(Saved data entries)
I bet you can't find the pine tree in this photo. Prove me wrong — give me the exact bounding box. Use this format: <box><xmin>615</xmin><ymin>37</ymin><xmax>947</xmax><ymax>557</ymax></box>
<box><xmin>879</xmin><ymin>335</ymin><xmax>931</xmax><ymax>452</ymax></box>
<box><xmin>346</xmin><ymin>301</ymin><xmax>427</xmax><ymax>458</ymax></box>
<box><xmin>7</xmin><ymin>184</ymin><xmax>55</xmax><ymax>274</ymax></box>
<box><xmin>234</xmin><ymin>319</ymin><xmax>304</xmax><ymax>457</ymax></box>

• **Goal of the exercise**:
Go through the entries and repeat each one exactly.

• **Task answer**:
I bet you can't find the pine tree in this photo. Prove me wrong — give me the exact bounding box. Use this format: <box><xmin>615</xmin><ymin>37</ymin><xmax>947</xmax><ymax>557</ymax></box>
<box><xmin>879</xmin><ymin>335</ymin><xmax>931</xmax><ymax>452</ymax></box>
<box><xmin>346</xmin><ymin>301</ymin><xmax>427</xmax><ymax>458</ymax></box>
<box><xmin>7</xmin><ymin>184</ymin><xmax>55</xmax><ymax>274</ymax></box>
<box><xmin>234</xmin><ymin>319</ymin><xmax>304</xmax><ymax>457</ymax></box>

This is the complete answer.